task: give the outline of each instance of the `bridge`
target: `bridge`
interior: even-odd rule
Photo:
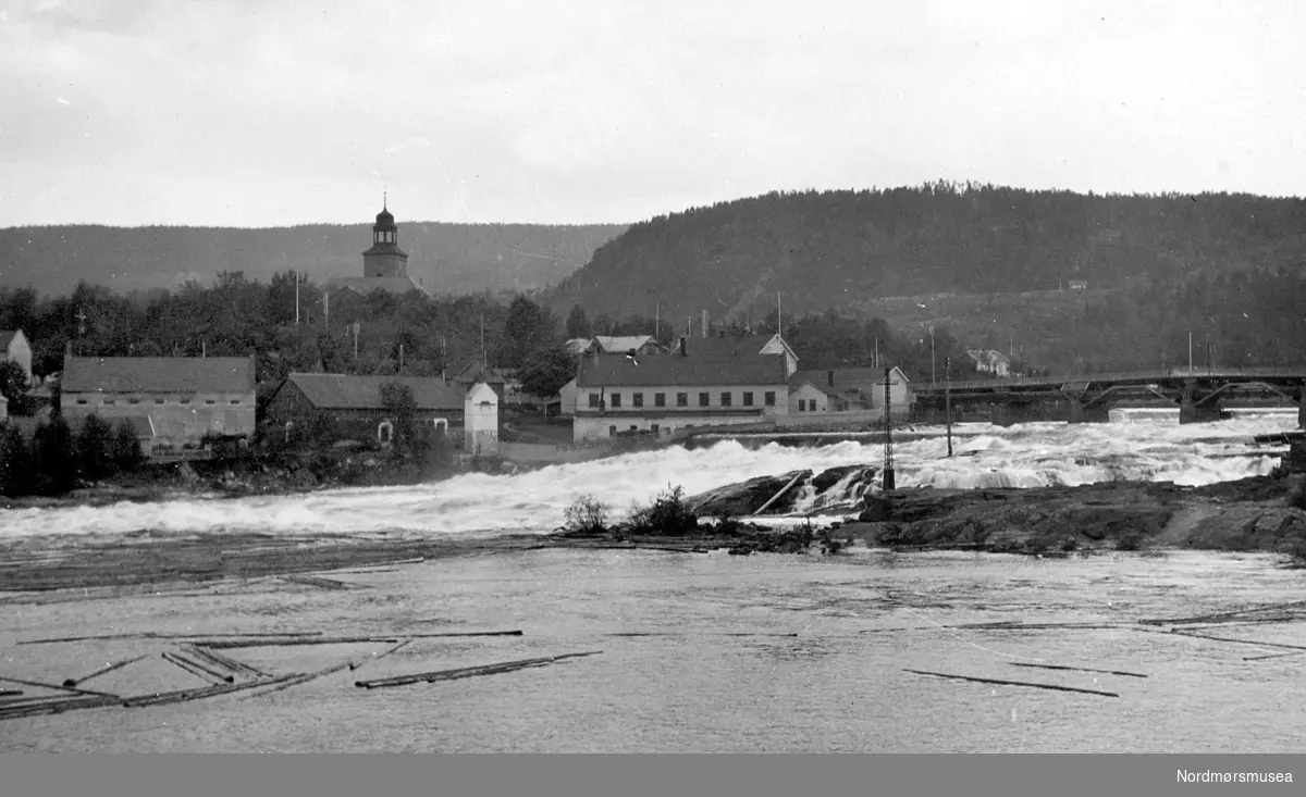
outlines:
[[[949,389],[914,387],[916,415],[942,420]],[[1032,420],[1105,421],[1115,407],[1174,407],[1179,423],[1228,417],[1237,407],[1297,407],[1306,428],[1306,367],[1130,370],[951,385],[952,417],[986,414],[995,424]]]

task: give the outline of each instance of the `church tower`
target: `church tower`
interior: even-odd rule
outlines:
[[[394,217],[381,202],[372,224],[372,248],[363,253],[363,277],[407,277],[407,253],[400,249]]]

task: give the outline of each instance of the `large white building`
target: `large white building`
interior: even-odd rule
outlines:
[[[586,355],[576,374],[573,438],[761,423],[789,414],[785,357]]]

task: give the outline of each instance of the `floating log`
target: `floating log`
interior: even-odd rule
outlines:
[[[272,689],[268,689],[266,691],[259,691],[259,693],[255,693],[255,694],[252,694],[249,697],[251,698],[261,698],[261,697],[269,695],[269,694],[272,694],[274,691],[281,691],[282,689],[290,689],[291,686],[299,686],[300,684],[307,684],[307,682],[310,682],[310,681],[312,681],[315,678],[320,678],[323,676],[329,676],[333,672],[342,670],[346,667],[350,668],[350,669],[354,668],[354,665],[353,665],[351,661],[345,661],[343,664],[336,664],[333,667],[326,667],[326,668],[320,669],[320,670],[317,670],[315,673],[303,673],[303,674],[293,676],[293,677],[285,680],[282,684],[278,684],[277,686],[273,686]]]
[[[1262,659],[1282,659],[1284,656],[1301,656],[1306,651],[1284,651],[1281,654],[1262,654],[1260,656],[1243,656],[1243,661],[1260,661]]]
[[[144,656],[137,656],[135,659],[123,659],[121,661],[116,661],[114,664],[110,664],[108,667],[103,667],[101,669],[97,669],[95,672],[93,672],[89,676],[82,676],[80,678],[64,678],[64,686],[77,686],[78,684],[85,684],[86,681],[90,681],[91,678],[98,678],[99,676],[103,676],[104,673],[111,673],[115,669],[120,669],[123,667],[127,667],[128,664],[136,664],[141,659],[148,659],[148,657],[149,657],[149,654],[146,654]]]
[[[438,639],[440,637],[521,637],[520,630],[515,631],[431,631],[423,634],[404,634],[411,639]],[[377,642],[394,642],[394,639],[379,639]]]
[[[765,504],[763,504],[757,509],[757,511],[755,511],[752,514],[754,515],[760,515],[761,513],[764,513],[768,509],[771,509],[772,504],[774,504],[776,501],[778,501],[781,496],[784,496],[785,493],[788,493],[790,490],[790,488],[793,488],[795,484],[798,484],[798,480],[802,479],[802,477],[804,477],[804,476],[811,476],[811,471],[802,471],[797,476],[794,476],[793,479],[790,479],[789,483],[785,484],[785,487],[780,488],[778,493],[776,493],[774,496],[772,496],[769,501],[767,501]],[[763,494],[765,494],[765,493],[763,493]]]
[[[206,686],[204,689],[179,689],[175,691],[155,693],[153,695],[120,698],[120,702],[124,708],[141,708],[145,706],[166,706],[168,703],[185,703],[189,700],[201,700],[204,698],[214,698],[218,695],[231,694],[234,691],[244,691],[246,689],[272,686],[274,684],[281,684],[283,681],[289,681],[295,677],[298,677],[298,673],[281,676],[277,678],[269,678],[265,681],[246,681],[244,684],[218,684],[215,686]]]
[[[157,631],[136,631],[133,634],[99,634],[94,637],[55,637],[50,639],[24,639],[14,644],[51,644],[55,642],[98,642],[102,639],[201,639],[217,637],[321,637],[321,631],[276,631],[264,634],[159,634]]]
[[[304,584],[308,587],[321,587],[323,590],[359,590],[360,584],[350,584],[347,582],[336,580],[334,578],[321,578],[317,575],[282,575],[282,580],[287,580],[295,584]]]
[[[931,673],[923,669],[904,669],[902,672],[916,673],[918,676],[934,676],[935,678],[955,678],[957,681],[974,681],[976,684],[1000,684],[1003,686],[1030,686],[1033,689],[1053,689],[1055,691],[1079,691],[1084,694],[1096,694],[1107,698],[1118,698],[1119,694],[1114,691],[1100,691],[1097,689],[1079,689],[1075,686],[1058,686],[1055,684],[1033,684],[1029,681],[1002,681],[998,678],[976,678],[972,676],[951,676],[948,673]]]
[[[1130,673],[1123,669],[1096,669],[1093,667],[1070,667],[1066,664],[1025,664],[1021,661],[1010,661],[1012,667],[1037,667],[1040,669],[1072,669],[1081,673],[1106,673],[1109,676],[1128,676],[1131,678],[1145,678],[1143,673]]]
[[[1188,631],[1170,631],[1175,637],[1188,637],[1190,639],[1212,639],[1215,642],[1234,642],[1238,644],[1255,644],[1258,647],[1281,647],[1292,651],[1306,651],[1306,644],[1288,644],[1286,642],[1259,642],[1256,639],[1234,639],[1233,637],[1212,637],[1209,634],[1191,634]]]
[[[466,637],[468,634],[462,634]],[[287,647],[296,644],[353,644],[355,642],[398,642],[394,637],[317,637],[312,639],[299,637],[283,637],[272,639],[204,639],[195,644],[209,650],[235,648],[235,647]]]
[[[427,673],[414,673],[410,676],[397,676],[393,678],[376,678],[374,681],[355,681],[354,686],[363,689],[377,689],[383,686],[406,686],[409,684],[417,684],[419,681],[426,681],[431,684],[434,681],[453,681],[456,678],[470,678],[474,676],[491,676],[496,673],[512,672],[516,669],[526,669],[532,667],[546,667],[562,661],[564,659],[579,659],[581,656],[596,656],[603,651],[588,651],[582,654],[562,654],[559,656],[543,656],[539,659],[518,659],[516,661],[500,661],[498,664],[482,664],[479,667],[460,667],[454,669],[441,669]]]
[[[215,667],[225,667],[226,669],[229,669],[230,672],[232,672],[235,674],[249,676],[252,678],[270,678],[272,677],[270,673],[266,673],[266,672],[256,668],[256,667],[249,667],[244,661],[238,661],[238,660],[232,659],[231,656],[223,656],[222,654],[210,651],[209,648],[199,646],[199,644],[187,644],[185,650],[191,655],[199,656],[200,659],[204,659],[205,661],[209,661],[210,664],[213,664]]]
[[[165,652],[163,659],[166,661],[171,661],[172,664],[176,664],[178,667],[180,667],[182,669],[193,676],[204,678],[205,681],[215,680],[219,684],[231,684],[232,681],[235,681],[235,678],[232,678],[231,676],[213,672],[212,669],[202,667],[199,661],[192,661],[183,656],[178,656],[176,654]]]
[[[1294,600],[1290,603],[1267,604],[1263,607],[1252,607],[1250,609],[1238,609],[1235,612],[1221,612],[1218,614],[1196,614],[1192,617],[1151,617],[1139,620],[1143,625],[1190,625],[1199,622],[1217,622],[1226,618],[1242,618],[1243,614],[1252,612],[1272,612],[1275,609],[1290,609],[1296,607],[1306,607],[1306,600]]]
[[[401,647],[404,647],[404,646],[406,646],[406,644],[409,644],[409,643],[411,643],[411,642],[413,642],[411,639],[405,639],[404,642],[401,642],[401,643],[396,644],[396,646],[394,646],[394,647],[392,647],[392,648],[387,648],[385,651],[383,651],[383,652],[380,652],[380,654],[376,654],[375,656],[370,656],[370,657],[367,657],[367,659],[363,659],[363,660],[362,660],[362,661],[359,661],[358,664],[354,664],[353,661],[350,661],[350,663],[349,663],[349,669],[350,669],[350,670],[355,670],[355,669],[358,669],[359,667],[363,667],[364,664],[367,664],[368,661],[376,661],[377,659],[384,659],[385,656],[389,656],[389,655],[390,655],[390,654],[393,654],[394,651],[400,650]]]
[[[0,681],[7,684],[22,684],[24,686],[35,686],[38,689],[54,689],[55,691],[71,691],[80,695],[95,695],[101,698],[115,698],[118,695],[110,694],[107,691],[94,691],[90,689],[77,689],[76,686],[64,686],[63,684],[42,684],[40,681],[24,681],[22,678],[10,678],[8,676],[0,676]]]
[[[115,706],[119,703],[119,700],[120,698],[115,695],[44,700],[40,703],[8,707],[4,711],[0,711],[0,720],[13,720],[26,716],[39,716],[43,714],[61,714],[64,711],[76,711],[78,708],[101,708],[104,706]]]

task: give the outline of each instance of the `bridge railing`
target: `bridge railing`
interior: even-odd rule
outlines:
[[[952,382],[953,393],[966,390],[987,390],[994,387],[1059,387],[1067,382],[1143,382],[1161,381],[1181,377],[1207,377],[1207,378],[1292,378],[1306,380],[1306,368],[1166,368],[1153,370],[1114,370],[1101,373],[1062,373],[1040,377],[1010,377],[1006,380],[966,380]],[[931,386],[916,386],[917,395],[942,395],[947,387],[935,382]]]

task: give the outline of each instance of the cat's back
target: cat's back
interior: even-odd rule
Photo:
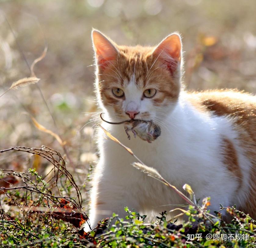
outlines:
[[[200,111],[228,116],[256,142],[256,96],[236,90],[188,92],[186,98]]]
[[[186,97],[199,111],[213,116],[226,116],[231,120],[237,135],[236,141],[251,165],[249,178],[243,178],[243,173],[240,173],[241,182],[245,180],[250,186],[247,199],[240,210],[256,217],[256,96],[237,90],[222,90],[188,92]],[[228,149],[232,143],[228,144]],[[221,148],[221,152],[222,149],[227,150]],[[229,169],[237,176],[243,169],[242,165],[233,159],[237,151],[233,149],[226,154]]]

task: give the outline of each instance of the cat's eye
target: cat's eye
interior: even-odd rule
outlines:
[[[123,90],[116,87],[112,89],[112,92],[117,97],[122,97],[124,95],[124,92]]]
[[[148,89],[144,91],[143,94],[145,97],[147,97],[150,98],[153,97],[157,93],[157,90],[153,88],[150,89]]]

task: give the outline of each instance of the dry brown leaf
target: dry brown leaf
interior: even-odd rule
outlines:
[[[65,199],[61,199],[57,207],[53,212],[53,217],[56,220],[69,222],[78,228],[88,220],[87,217],[83,214],[77,212],[77,208]]]
[[[34,125],[35,125],[36,127],[40,131],[41,131],[42,132],[44,132],[45,133],[47,133],[53,136],[56,139],[58,142],[62,146],[65,146],[66,143],[66,142],[63,141],[60,137],[57,134],[56,134],[55,133],[54,133],[52,131],[47,129],[44,127],[43,126],[38,123],[36,120],[32,116],[31,116],[30,117],[32,119],[32,121],[34,124]]]
[[[105,133],[105,134],[110,139],[112,140],[113,141],[114,141],[116,143],[117,143],[118,145],[120,145],[120,146],[122,146],[130,154],[134,156],[134,154],[133,154],[133,153],[132,152],[132,151],[129,148],[128,148],[127,146],[126,146],[124,145],[123,145],[122,144],[122,143],[121,143],[121,142],[120,142],[120,141],[119,141],[116,138],[115,138],[114,136],[113,136],[113,135],[112,135],[110,133],[107,131],[107,130],[106,130],[103,127],[102,127],[100,125],[98,124],[98,125],[101,128],[102,130],[104,131],[104,132]]]

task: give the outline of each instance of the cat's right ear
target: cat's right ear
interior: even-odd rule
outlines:
[[[92,30],[92,38],[97,65],[104,69],[116,59],[118,51],[112,42],[98,30]]]

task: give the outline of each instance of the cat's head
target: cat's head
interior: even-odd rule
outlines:
[[[117,45],[93,30],[98,100],[115,120],[165,118],[177,102],[182,65],[180,37],[153,47]]]

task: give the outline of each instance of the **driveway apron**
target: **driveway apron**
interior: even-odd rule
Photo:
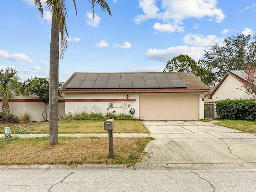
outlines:
[[[143,122],[155,139],[145,148],[142,163],[256,163],[252,134],[200,121]]]

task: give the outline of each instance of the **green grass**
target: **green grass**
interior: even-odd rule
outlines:
[[[203,122],[209,122],[212,121],[212,120],[209,119],[201,119],[199,120],[200,121],[202,121]]]
[[[106,133],[103,120],[81,120],[59,122],[58,133]],[[27,130],[26,134],[49,133],[48,122],[35,122],[26,124],[0,124],[0,133],[4,133],[4,127],[11,127],[11,131],[14,132],[20,127]],[[148,130],[143,124],[138,120],[117,120],[115,121],[115,133],[148,133]]]
[[[242,120],[220,120],[214,124],[248,133],[256,132],[256,122]]]

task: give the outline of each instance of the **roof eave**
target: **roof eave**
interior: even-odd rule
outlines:
[[[210,91],[210,89],[200,90],[60,90],[62,93],[188,93],[205,92]]]

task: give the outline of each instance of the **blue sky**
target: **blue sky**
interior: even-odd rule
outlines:
[[[43,1],[43,2],[44,1]],[[106,0],[110,16],[89,1],[68,4],[68,48],[59,78],[74,73],[162,72],[180,54],[197,61],[223,39],[256,31],[256,1]],[[0,1],[0,68],[15,68],[24,80],[49,75],[51,14],[32,0]]]

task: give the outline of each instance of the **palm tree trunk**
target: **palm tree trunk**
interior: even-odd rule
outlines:
[[[50,48],[50,90],[49,144],[57,145],[58,140],[58,106],[59,88],[59,38],[60,28],[54,19],[52,19],[51,43]]]
[[[3,101],[2,109],[3,112],[6,113],[10,113],[10,108],[9,107],[9,102],[8,101]]]

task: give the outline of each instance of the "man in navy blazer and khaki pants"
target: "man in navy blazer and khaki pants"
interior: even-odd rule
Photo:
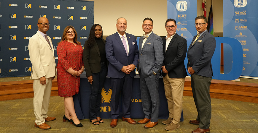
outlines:
[[[211,58],[215,51],[215,38],[207,30],[207,20],[203,16],[195,18],[195,28],[198,32],[195,36],[187,52],[187,69],[191,75],[191,85],[198,116],[189,122],[199,124],[193,133],[210,131],[211,105],[210,85],[213,76]]]
[[[187,75],[184,61],[187,52],[186,39],[176,34],[177,27],[174,20],[168,19],[165,26],[168,35],[162,38],[164,61],[161,74],[169,114],[162,123],[168,125],[165,128],[168,131],[180,127],[184,80]]]
[[[148,17],[142,25],[144,32],[139,41],[140,86],[144,119],[140,124],[148,123],[144,127],[152,128],[158,124],[160,97],[159,77],[163,62],[163,44],[160,37],[152,32],[153,21]]]
[[[123,96],[122,120],[130,124],[136,124],[131,118],[130,111],[133,80],[136,75],[134,69],[138,64],[139,56],[137,42],[135,36],[125,33],[127,21],[125,18],[117,19],[116,26],[117,32],[107,37],[106,43],[106,55],[109,62],[108,76],[110,77],[112,90],[110,101],[111,127],[117,126],[121,91]]]

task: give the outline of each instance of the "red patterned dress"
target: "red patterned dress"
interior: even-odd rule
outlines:
[[[58,56],[57,64],[57,86],[58,95],[69,97],[78,94],[80,87],[80,77],[76,78],[66,70],[72,67],[78,71],[83,65],[83,49],[80,45],[75,46],[65,40],[58,45],[56,51]]]

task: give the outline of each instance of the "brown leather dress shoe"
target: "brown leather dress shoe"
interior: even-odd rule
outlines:
[[[45,121],[54,121],[55,119],[55,117],[49,117],[45,118]]]
[[[39,125],[37,125],[36,123],[35,122],[35,126],[36,127],[38,127],[39,129],[49,129],[51,128],[51,127],[49,126],[49,125],[47,124],[45,122]]]
[[[137,124],[137,123],[136,123],[136,121],[130,118],[125,118],[123,117],[122,117],[122,120],[123,121],[127,121],[130,124]]]
[[[192,133],[205,133],[209,132],[210,132],[210,128],[204,129],[198,128],[192,131]]]
[[[143,119],[140,120],[137,122],[137,123],[139,124],[145,124],[145,123],[149,122],[150,121],[150,119],[147,119],[147,118],[144,118]]]
[[[115,127],[117,126],[117,123],[118,121],[118,120],[117,119],[112,119],[110,123],[110,127]]]
[[[152,128],[157,124],[157,121],[155,122],[153,122],[149,121],[149,123],[148,123],[148,124],[147,124],[146,125],[144,126],[144,127],[146,128]]]
[[[200,121],[195,120],[190,120],[189,121],[189,123],[194,125],[198,125],[200,124]]]

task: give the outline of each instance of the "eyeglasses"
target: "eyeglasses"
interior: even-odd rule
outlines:
[[[45,26],[46,24],[47,24],[47,25],[49,26],[50,25],[50,23],[38,23],[38,24],[41,24],[42,25]]]
[[[200,25],[200,26],[203,26],[203,24],[206,24],[206,23],[200,23],[200,24],[198,24],[198,23],[195,23],[195,24],[195,24],[195,26],[198,26],[198,25]]]
[[[147,25],[145,24],[143,25],[143,27],[147,27],[147,25],[148,25],[148,27],[149,27],[149,28],[150,28],[153,25]]]
[[[176,25],[171,25],[171,26],[166,26],[166,27],[167,27],[167,28],[168,29],[170,29],[171,27],[172,28],[172,29],[174,29],[174,28],[175,27]]]
[[[74,33],[74,31],[72,31],[71,32],[70,31],[67,31],[67,32],[66,32],[66,34],[67,34],[67,35],[69,35],[71,33],[72,34],[73,34]]]

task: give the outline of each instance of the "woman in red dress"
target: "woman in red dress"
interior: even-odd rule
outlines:
[[[58,95],[64,97],[65,115],[66,120],[76,126],[82,126],[74,111],[73,96],[78,94],[80,86],[80,75],[84,71],[82,60],[83,49],[77,41],[77,33],[74,27],[65,28],[61,41],[58,43],[57,52]]]

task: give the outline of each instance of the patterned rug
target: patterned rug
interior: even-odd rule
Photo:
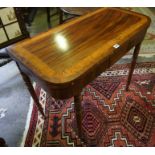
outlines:
[[[35,86],[47,119],[33,106],[24,146],[155,146],[155,63],[137,64],[125,91],[128,64],[114,65],[82,92],[81,141],[73,98],[55,101]]]

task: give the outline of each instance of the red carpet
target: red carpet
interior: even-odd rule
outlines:
[[[115,65],[82,92],[85,140],[76,135],[73,98],[51,98],[37,85],[44,121],[33,107],[25,146],[155,146],[155,63],[136,66],[125,91],[128,65]]]

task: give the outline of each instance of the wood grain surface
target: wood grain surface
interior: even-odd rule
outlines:
[[[10,46],[8,53],[53,97],[68,98],[140,43],[149,24],[147,16],[101,8]]]

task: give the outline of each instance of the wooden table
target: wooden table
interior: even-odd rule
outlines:
[[[56,99],[74,96],[78,135],[82,136],[82,89],[135,46],[126,89],[146,30],[147,16],[101,8],[32,39],[8,47],[44,115],[29,77]]]

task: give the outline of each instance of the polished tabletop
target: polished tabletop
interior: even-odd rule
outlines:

The problem:
Format everything from the line containing "task: give the outline of each instance of the wooden" down to the end of the material above as a JSON list of strings, one string per line, leaving out blank lines.

Solution to this task:
[
  "task: give the outline of each instance of the wooden table",
  "target: wooden table",
  "interior: even-odd rule",
  "outlines:",
  "[[[56,99],[74,96],[78,135],[82,136],[82,89],[135,46],[126,89],[146,30],[147,16],[101,8],[32,39],[8,47],[44,115],[29,77]]]",
  "task: give the outline of each instance of the polished tabletop",
  "target: polished tabletop",
  "interior: even-odd rule",
  "outlines:"
]